GIVEN EXERCISE:
Starting with the line that contains "the door panel", reproduce each line through the end of the entries exactly as written.

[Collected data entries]

— start —

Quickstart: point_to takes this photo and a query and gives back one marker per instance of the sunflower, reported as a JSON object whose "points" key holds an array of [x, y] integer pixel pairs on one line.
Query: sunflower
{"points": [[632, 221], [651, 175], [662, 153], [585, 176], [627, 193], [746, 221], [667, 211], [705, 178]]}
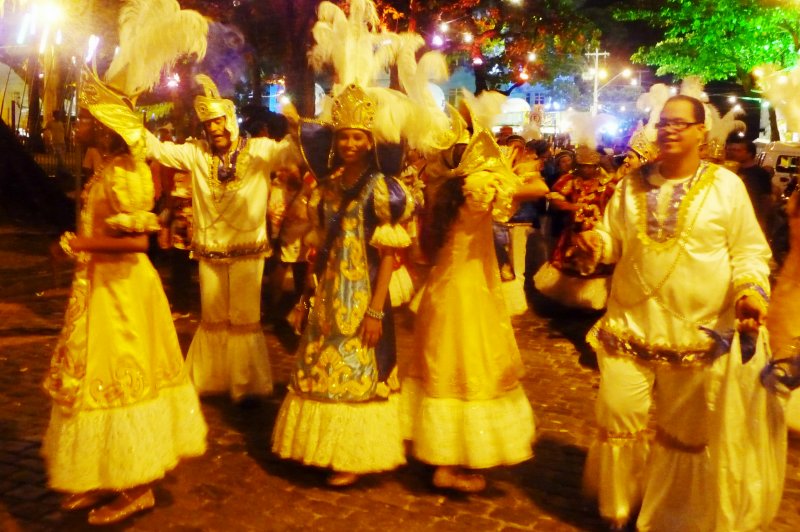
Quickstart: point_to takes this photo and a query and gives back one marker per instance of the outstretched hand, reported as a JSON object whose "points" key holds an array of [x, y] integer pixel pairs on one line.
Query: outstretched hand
{"points": [[751, 313]]}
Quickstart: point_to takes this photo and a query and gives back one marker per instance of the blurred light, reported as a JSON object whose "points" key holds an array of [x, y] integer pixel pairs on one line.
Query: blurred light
{"points": [[174, 81], [23, 28], [94, 41]]}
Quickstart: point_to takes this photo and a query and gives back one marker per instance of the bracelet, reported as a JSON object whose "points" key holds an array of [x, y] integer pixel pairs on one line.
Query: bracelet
{"points": [[64, 243], [370, 313]]}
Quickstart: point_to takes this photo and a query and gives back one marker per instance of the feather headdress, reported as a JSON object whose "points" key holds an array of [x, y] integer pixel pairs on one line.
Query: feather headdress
{"points": [[153, 34]]}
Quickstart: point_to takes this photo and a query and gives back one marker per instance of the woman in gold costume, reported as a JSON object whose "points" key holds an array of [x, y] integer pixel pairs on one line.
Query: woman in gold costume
{"points": [[124, 411]]}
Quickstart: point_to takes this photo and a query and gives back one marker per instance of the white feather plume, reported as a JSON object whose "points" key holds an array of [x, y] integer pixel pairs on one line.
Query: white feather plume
{"points": [[349, 44], [782, 89], [153, 34]]}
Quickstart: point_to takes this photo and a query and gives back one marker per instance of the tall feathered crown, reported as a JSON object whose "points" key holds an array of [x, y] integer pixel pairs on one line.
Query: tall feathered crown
{"points": [[153, 34], [353, 108]]}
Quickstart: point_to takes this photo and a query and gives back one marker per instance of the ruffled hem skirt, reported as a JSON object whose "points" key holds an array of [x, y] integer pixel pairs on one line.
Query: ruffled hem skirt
{"points": [[227, 360], [514, 296], [472, 434], [123, 447], [350, 437]]}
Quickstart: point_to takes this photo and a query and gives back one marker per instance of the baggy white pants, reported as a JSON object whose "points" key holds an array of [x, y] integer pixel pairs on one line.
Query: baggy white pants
{"points": [[229, 352]]}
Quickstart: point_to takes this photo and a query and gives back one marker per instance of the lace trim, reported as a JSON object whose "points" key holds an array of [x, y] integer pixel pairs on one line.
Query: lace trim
{"points": [[622, 438], [671, 442], [242, 328]]}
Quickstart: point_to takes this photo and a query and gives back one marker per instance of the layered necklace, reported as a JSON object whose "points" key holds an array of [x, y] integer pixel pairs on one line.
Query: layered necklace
{"points": [[222, 171]]}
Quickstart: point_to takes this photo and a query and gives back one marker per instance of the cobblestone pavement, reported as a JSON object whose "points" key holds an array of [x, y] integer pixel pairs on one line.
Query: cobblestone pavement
{"points": [[239, 486]]}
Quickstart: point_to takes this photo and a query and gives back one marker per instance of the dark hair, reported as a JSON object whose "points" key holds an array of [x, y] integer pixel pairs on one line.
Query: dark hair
{"points": [[697, 105], [439, 215], [734, 138]]}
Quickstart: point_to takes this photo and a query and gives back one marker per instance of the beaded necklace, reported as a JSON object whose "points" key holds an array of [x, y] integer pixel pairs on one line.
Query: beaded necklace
{"points": [[222, 171]]}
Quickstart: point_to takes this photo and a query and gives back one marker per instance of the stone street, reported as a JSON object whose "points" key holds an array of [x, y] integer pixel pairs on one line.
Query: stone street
{"points": [[238, 485]]}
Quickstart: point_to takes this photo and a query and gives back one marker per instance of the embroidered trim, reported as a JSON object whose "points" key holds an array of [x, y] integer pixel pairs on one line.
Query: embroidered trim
{"points": [[235, 251], [619, 345], [705, 175], [219, 326]]}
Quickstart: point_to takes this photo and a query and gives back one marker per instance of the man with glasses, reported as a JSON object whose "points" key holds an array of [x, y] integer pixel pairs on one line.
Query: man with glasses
{"points": [[689, 253]]}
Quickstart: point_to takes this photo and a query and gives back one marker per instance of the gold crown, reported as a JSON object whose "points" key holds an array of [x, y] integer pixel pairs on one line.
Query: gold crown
{"points": [[113, 109], [642, 146], [353, 108], [211, 105]]}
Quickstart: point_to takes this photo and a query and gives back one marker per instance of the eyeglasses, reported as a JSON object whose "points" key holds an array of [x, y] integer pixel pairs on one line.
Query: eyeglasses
{"points": [[676, 125]]}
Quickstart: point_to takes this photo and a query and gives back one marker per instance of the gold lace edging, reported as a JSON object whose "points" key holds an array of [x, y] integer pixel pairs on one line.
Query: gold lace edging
{"points": [[616, 344]]}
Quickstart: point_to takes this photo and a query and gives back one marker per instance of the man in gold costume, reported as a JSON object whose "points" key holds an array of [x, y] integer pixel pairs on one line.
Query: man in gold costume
{"points": [[689, 253], [230, 187]]}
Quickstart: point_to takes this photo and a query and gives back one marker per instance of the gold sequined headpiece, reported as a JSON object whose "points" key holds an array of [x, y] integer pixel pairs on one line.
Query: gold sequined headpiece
{"points": [[211, 105], [110, 108], [353, 108]]}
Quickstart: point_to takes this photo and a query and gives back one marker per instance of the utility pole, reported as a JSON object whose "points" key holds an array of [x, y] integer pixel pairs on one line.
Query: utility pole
{"points": [[597, 54]]}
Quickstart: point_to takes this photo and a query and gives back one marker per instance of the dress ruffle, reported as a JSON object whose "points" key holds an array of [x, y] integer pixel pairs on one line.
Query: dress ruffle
{"points": [[353, 437], [401, 287], [390, 236], [119, 448], [134, 222], [229, 358], [477, 434]]}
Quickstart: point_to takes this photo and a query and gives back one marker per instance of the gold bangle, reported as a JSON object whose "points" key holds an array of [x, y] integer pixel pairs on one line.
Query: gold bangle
{"points": [[371, 313]]}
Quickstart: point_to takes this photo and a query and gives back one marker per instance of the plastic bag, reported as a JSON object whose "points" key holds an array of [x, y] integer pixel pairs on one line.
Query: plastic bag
{"points": [[748, 440]]}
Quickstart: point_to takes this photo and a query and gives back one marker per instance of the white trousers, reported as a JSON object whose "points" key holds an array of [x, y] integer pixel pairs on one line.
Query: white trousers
{"points": [[670, 474], [229, 352]]}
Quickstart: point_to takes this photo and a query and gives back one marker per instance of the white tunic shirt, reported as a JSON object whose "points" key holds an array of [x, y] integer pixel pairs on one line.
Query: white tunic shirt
{"points": [[229, 217], [685, 251]]}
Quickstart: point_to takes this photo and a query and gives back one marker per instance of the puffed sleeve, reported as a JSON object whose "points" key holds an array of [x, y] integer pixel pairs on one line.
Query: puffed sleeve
{"points": [[393, 205], [491, 191], [129, 187]]}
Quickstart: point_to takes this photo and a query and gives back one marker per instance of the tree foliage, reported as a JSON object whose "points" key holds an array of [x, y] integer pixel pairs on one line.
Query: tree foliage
{"points": [[496, 37], [717, 39]]}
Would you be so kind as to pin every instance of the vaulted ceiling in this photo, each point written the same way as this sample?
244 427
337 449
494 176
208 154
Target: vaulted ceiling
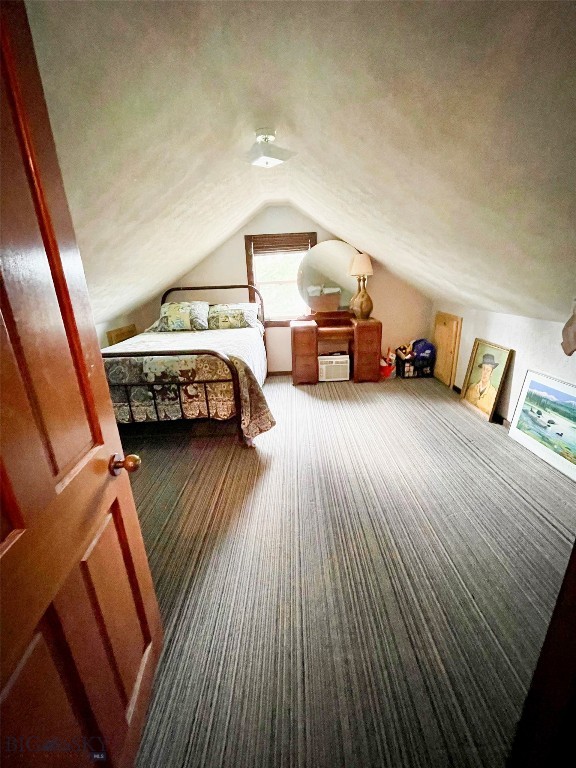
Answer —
439 137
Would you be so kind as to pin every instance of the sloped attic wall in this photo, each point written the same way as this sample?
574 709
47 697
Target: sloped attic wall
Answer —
438 137
404 311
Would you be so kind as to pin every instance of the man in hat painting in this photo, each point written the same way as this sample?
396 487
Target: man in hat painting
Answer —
483 393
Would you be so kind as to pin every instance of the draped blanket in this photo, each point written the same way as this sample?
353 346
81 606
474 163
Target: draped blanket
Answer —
151 386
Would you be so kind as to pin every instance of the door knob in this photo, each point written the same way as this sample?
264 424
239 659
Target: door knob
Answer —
130 463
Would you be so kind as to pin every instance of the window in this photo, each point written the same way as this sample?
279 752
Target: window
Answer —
272 263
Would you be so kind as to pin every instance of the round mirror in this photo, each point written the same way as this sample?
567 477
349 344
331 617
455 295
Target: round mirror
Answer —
323 279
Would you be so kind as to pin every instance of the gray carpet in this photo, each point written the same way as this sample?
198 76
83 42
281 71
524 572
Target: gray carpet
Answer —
370 586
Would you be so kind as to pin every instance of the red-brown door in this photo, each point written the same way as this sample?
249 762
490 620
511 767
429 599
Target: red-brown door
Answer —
81 630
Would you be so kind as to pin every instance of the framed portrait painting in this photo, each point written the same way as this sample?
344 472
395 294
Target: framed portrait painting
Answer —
545 420
485 375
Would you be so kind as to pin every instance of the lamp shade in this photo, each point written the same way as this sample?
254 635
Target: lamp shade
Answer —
361 265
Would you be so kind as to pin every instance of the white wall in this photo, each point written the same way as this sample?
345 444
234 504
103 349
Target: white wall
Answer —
536 345
404 311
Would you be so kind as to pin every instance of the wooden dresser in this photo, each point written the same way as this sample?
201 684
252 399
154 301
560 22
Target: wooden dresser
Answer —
362 339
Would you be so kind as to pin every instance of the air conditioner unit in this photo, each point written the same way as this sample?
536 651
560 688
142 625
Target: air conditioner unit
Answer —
333 367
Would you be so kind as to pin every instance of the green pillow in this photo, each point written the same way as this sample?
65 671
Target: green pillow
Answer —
183 316
244 315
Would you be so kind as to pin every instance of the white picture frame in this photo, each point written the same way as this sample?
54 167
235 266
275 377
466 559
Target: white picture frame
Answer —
545 420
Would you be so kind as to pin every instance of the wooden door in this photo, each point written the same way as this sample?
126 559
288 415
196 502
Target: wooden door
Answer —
447 330
81 631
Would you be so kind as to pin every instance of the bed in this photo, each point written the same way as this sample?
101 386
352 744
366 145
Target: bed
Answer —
198 361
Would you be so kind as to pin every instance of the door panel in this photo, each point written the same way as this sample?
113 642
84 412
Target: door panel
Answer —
38 722
447 341
115 606
81 631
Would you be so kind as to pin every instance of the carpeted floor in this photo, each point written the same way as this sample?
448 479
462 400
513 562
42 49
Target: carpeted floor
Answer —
369 587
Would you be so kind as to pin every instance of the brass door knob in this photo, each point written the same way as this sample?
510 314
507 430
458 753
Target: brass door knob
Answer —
130 463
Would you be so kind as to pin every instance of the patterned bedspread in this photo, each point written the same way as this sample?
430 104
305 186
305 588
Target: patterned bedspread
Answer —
151 386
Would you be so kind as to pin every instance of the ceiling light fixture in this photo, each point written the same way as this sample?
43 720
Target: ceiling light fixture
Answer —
264 153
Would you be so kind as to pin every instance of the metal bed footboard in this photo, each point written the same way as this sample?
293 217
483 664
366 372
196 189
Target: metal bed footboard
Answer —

— end —

TASK ANSWER:
Would you be so kind as to pin every instance of the door panel in this photo, each point written the same way as this sample?
113 642
84 412
Target: door panel
Answer —
38 722
447 341
115 606
81 631
Would you be so kind as to pin every instance of the carpeted floor in this photo, each point written the same way as this sample?
448 479
462 400
513 562
42 49
Target: carpeted floor
Answer —
369 587
Would you be so kind as to pin every instance of the brass door knob in this photo, each point written the same way as this sample?
510 314
507 430
458 753
Target: brass door knob
Answer —
130 463
Would you be so kind as to pin every instance of the patterned bedspread in this photo, each point written the same way as this sample?
430 104
305 186
305 588
Target: patterned bedspread
Answer —
151 386
Would you be so kind as to pin every instance of the ceiling light fixture in this photo, each point written the same way as this sample?
43 720
Target: ceiling light fixture
Answer —
264 153
Would you be so kind as to pin every instance of the metal bed footboard in this photo, each point written the same way as this sample?
293 217
483 664
366 372
196 189
Target: metal bed footboard
Answer —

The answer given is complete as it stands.